**Task description**
Take every line containing "below" out of the records.

[Natural language region descriptions]
####################

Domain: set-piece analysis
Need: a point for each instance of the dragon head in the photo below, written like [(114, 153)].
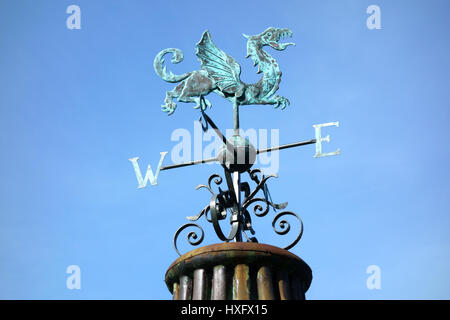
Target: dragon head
[(269, 37)]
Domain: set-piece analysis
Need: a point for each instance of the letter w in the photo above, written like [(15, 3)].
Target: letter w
[(149, 176)]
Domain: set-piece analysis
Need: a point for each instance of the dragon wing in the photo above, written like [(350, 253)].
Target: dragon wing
[(222, 68)]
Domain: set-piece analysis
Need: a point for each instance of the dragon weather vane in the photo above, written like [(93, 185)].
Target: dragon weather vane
[(220, 73)]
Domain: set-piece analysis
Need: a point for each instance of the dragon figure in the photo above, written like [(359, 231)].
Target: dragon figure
[(220, 73)]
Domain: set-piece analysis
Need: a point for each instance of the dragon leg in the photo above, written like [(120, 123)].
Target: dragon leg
[(277, 101), (169, 106)]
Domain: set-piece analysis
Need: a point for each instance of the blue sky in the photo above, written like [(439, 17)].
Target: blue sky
[(75, 105)]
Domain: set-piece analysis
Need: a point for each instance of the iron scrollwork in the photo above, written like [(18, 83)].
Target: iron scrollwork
[(223, 204)]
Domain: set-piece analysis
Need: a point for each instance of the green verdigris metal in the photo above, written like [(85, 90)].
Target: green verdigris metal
[(220, 73)]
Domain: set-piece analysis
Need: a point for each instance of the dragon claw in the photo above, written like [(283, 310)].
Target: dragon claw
[(169, 108)]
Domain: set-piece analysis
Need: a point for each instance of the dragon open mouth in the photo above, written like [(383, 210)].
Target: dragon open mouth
[(280, 34)]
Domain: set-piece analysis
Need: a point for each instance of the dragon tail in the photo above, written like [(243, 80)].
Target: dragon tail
[(161, 69)]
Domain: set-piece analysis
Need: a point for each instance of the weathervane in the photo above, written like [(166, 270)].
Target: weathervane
[(220, 73)]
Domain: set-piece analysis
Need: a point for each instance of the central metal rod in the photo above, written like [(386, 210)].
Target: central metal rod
[(237, 174)]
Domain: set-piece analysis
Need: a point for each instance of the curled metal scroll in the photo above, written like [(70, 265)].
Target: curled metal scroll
[(223, 204), (285, 227), (191, 236)]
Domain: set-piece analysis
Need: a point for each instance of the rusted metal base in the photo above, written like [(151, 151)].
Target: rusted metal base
[(239, 271)]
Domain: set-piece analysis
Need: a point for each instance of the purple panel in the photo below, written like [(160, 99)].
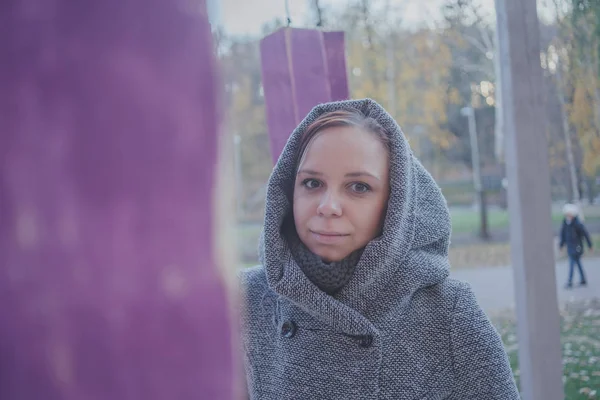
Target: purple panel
[(108, 143), (309, 69), (282, 116), (336, 62)]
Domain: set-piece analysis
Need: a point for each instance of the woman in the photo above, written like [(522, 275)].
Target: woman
[(572, 234), (353, 299)]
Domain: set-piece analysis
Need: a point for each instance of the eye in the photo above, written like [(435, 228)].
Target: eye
[(360, 188), (311, 183)]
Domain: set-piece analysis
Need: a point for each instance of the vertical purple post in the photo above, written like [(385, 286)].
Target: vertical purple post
[(300, 69), (109, 287)]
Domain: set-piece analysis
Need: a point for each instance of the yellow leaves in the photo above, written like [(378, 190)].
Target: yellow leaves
[(419, 67), (582, 116)]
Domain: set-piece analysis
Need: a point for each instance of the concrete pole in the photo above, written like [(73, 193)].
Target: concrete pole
[(239, 174), (469, 112), (529, 201)]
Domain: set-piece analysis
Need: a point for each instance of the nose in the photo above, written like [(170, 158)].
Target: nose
[(330, 205)]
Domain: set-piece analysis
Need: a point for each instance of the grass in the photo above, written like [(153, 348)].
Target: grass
[(580, 340), (467, 220)]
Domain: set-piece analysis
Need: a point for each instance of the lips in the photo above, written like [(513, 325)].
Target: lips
[(326, 237)]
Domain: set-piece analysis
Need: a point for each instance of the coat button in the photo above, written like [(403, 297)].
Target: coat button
[(365, 341), (288, 329)]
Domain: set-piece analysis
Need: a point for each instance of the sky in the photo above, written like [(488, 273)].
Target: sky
[(246, 17)]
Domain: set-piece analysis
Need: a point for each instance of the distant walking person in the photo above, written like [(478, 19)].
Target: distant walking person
[(572, 234)]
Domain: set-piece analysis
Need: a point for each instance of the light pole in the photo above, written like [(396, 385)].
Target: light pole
[(469, 112)]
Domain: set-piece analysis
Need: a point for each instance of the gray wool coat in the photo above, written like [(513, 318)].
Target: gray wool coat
[(400, 329)]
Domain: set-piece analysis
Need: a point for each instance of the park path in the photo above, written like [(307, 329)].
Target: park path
[(495, 292)]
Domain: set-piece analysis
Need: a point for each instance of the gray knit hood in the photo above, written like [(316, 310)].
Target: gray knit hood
[(412, 252)]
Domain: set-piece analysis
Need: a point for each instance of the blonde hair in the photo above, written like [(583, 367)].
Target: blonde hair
[(340, 118)]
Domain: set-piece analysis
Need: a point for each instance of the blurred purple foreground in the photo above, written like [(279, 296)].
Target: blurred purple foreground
[(108, 143)]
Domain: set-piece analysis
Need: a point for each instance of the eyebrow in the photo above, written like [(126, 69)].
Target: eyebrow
[(356, 174)]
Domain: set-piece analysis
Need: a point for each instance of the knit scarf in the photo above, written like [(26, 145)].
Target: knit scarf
[(329, 277)]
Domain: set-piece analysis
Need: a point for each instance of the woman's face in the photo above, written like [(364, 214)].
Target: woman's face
[(341, 192)]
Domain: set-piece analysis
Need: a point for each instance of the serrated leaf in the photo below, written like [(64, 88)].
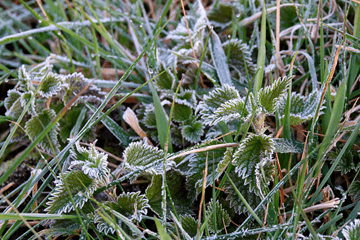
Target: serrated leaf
[(270, 95), (131, 205), (352, 230), (189, 224), (181, 112), (302, 109), (220, 59), (80, 186), (221, 216), (254, 150), (239, 54), (213, 101), (232, 196), (38, 123), (193, 131), (230, 111), (139, 154), (197, 163), (178, 193), (92, 162), (50, 85)]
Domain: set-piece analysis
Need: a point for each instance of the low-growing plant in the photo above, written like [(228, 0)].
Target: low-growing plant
[(218, 144)]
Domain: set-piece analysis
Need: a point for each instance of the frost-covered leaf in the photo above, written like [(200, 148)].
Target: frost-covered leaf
[(354, 191), (92, 162), (252, 153), (193, 131), (233, 197), (239, 54), (13, 104), (213, 101), (181, 112), (197, 163), (216, 211), (282, 145), (352, 230), (270, 95), (37, 124), (302, 109), (139, 154), (50, 84), (132, 205), (230, 111), (178, 192), (189, 224), (80, 186)]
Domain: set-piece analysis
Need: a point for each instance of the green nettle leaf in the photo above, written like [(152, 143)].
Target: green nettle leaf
[(79, 185), (193, 131), (181, 112), (239, 54), (354, 190), (233, 197), (51, 85), (13, 104), (230, 111), (189, 224), (221, 14), (132, 205), (197, 164), (165, 81), (37, 124), (270, 95), (213, 101), (346, 163), (175, 182), (76, 82), (139, 154), (352, 230), (302, 109), (216, 211), (92, 162), (252, 153)]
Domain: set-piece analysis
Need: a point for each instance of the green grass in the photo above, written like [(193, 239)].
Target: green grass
[(204, 128)]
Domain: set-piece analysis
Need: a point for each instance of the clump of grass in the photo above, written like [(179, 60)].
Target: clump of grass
[(179, 120)]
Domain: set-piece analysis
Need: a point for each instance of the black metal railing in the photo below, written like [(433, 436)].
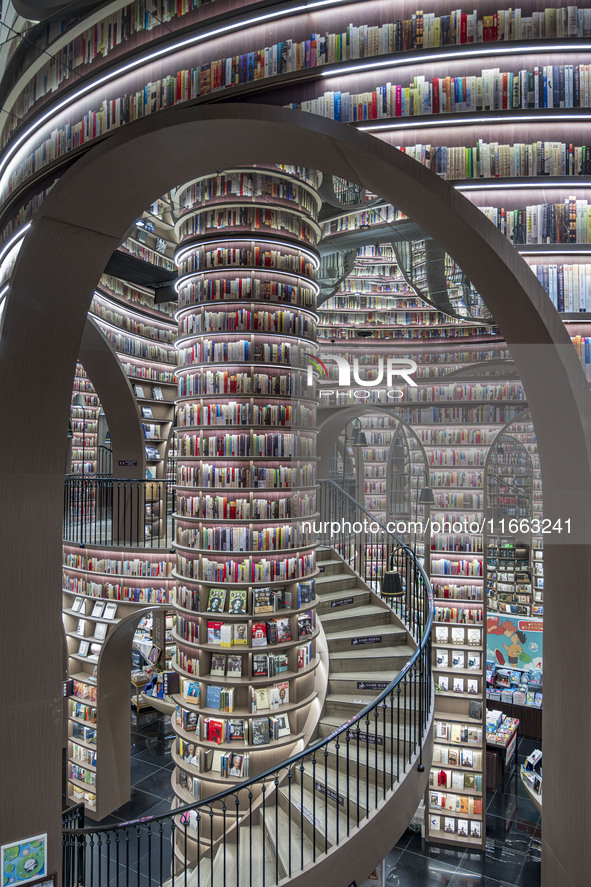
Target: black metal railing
[(273, 825), (122, 513)]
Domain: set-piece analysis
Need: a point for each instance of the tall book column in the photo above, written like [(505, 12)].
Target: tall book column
[(245, 599)]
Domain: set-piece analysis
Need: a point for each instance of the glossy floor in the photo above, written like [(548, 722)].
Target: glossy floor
[(512, 857)]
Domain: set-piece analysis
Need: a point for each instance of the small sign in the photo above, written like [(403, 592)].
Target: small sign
[(324, 790), (343, 602), (24, 861), (170, 683)]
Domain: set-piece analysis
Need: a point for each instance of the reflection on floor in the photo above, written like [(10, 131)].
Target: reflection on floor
[(512, 858), (512, 822)]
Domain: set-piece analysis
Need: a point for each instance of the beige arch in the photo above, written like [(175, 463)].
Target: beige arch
[(70, 240)]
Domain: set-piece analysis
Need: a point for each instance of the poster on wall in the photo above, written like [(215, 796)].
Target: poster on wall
[(514, 642), (24, 861)]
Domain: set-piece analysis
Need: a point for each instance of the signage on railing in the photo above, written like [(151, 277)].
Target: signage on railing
[(324, 790), (343, 602)]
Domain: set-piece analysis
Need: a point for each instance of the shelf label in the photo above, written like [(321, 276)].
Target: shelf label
[(324, 790), (343, 602)]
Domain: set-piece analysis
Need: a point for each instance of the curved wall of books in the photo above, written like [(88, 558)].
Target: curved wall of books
[(485, 253), (245, 599)]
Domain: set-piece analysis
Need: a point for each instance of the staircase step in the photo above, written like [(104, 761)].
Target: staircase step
[(343, 599), (279, 824), (335, 581), (347, 682), (315, 779), (249, 864), (366, 616), (391, 659), (341, 640), (317, 821)]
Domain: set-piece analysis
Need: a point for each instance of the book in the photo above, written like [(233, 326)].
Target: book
[(283, 630), (261, 698), (260, 664), (234, 666), (190, 690), (110, 611), (306, 592), (236, 730), (214, 695), (237, 601), (100, 631), (218, 664), (214, 632), (227, 634), (271, 628), (305, 624), (283, 728), (216, 600), (261, 600), (260, 731), (259, 634)]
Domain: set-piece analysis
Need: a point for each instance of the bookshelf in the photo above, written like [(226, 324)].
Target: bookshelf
[(245, 604), (84, 421), (105, 595)]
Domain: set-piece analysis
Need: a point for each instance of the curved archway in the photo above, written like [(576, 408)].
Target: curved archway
[(68, 245), (104, 370)]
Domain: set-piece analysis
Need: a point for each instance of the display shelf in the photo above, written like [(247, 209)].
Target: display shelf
[(93, 603), (245, 410)]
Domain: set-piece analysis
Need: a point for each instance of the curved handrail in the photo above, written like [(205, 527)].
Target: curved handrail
[(413, 678)]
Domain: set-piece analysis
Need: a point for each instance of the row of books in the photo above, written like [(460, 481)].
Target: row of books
[(462, 567), (248, 382), (420, 31), (463, 804), (458, 757), (243, 413), (250, 218), (245, 320), (455, 779), (245, 184), (133, 566), (197, 290), (108, 591), (252, 255), (246, 570), (117, 317), (247, 507), (251, 477), (212, 351), (541, 86)]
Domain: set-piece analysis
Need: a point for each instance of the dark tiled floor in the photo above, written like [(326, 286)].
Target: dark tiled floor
[(512, 858)]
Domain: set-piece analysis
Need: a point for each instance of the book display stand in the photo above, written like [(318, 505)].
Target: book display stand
[(245, 563)]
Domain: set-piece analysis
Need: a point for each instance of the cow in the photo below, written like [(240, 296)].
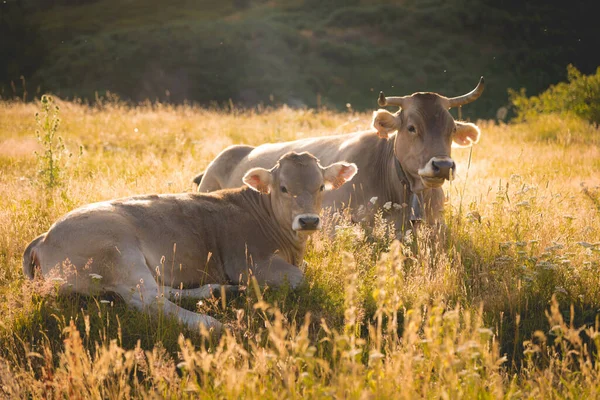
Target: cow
[(148, 248), (404, 168)]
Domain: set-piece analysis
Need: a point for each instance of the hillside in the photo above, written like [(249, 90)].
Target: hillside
[(374, 319), (295, 52)]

####################

**Solution for this exercise**
Need: a point for each instance of the dragon head in the photo below, written like [(114, 153)].
Need: a point for each instance of the purple panel in the photo below, written like [(160, 99)].
Need: a point for each instance of the serrated leaf in the photo below, written like [(64, 88)].
Need: a point for each instance of the black metal railing in the photo below, written like [(433, 436)].
Need: a point for each instance of the cow in the photo below, written like [(240, 296)].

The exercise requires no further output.